What you should do> Scan the entries below. Report each line where the string "summit" occurs.

(Stored records)

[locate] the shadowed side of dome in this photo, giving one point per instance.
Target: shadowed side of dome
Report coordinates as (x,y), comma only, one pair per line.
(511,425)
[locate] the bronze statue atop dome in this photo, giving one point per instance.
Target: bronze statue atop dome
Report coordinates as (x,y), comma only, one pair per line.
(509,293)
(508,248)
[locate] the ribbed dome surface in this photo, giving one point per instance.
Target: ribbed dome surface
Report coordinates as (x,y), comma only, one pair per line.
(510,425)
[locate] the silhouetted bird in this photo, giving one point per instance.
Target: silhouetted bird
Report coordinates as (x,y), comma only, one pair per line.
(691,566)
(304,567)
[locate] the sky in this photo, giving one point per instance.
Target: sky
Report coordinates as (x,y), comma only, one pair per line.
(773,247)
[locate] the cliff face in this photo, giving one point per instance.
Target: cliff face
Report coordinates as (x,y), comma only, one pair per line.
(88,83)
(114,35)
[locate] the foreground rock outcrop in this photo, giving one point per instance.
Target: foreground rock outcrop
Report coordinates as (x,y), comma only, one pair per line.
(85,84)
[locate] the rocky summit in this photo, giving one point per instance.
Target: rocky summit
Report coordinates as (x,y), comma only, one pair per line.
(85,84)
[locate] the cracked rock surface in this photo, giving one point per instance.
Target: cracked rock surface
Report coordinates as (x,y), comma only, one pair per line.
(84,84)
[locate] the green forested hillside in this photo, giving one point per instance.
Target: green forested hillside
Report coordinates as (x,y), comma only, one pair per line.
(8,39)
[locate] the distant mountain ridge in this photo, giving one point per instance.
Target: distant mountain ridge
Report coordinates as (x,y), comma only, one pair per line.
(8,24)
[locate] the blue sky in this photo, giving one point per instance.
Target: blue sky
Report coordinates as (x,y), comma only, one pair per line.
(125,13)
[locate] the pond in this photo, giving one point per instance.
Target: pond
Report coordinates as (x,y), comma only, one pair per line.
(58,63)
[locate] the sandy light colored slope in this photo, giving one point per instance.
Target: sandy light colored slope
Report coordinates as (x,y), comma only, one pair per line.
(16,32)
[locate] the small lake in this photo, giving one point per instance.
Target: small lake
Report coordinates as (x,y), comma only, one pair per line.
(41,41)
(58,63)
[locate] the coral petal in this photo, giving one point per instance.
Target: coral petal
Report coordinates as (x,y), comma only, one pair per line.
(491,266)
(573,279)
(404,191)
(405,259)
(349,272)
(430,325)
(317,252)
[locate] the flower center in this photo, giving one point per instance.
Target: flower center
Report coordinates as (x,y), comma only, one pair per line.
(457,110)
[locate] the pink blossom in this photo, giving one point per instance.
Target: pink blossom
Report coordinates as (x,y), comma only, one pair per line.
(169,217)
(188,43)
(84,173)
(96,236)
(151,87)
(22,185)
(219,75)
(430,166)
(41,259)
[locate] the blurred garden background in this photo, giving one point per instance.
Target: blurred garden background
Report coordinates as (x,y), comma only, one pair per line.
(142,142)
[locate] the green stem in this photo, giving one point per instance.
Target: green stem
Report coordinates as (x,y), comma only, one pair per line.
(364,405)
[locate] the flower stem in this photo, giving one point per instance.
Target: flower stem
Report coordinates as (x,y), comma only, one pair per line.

Exercise result>
[locate] the rocky summit in this photo, giving one point per instance.
Target: rocky summit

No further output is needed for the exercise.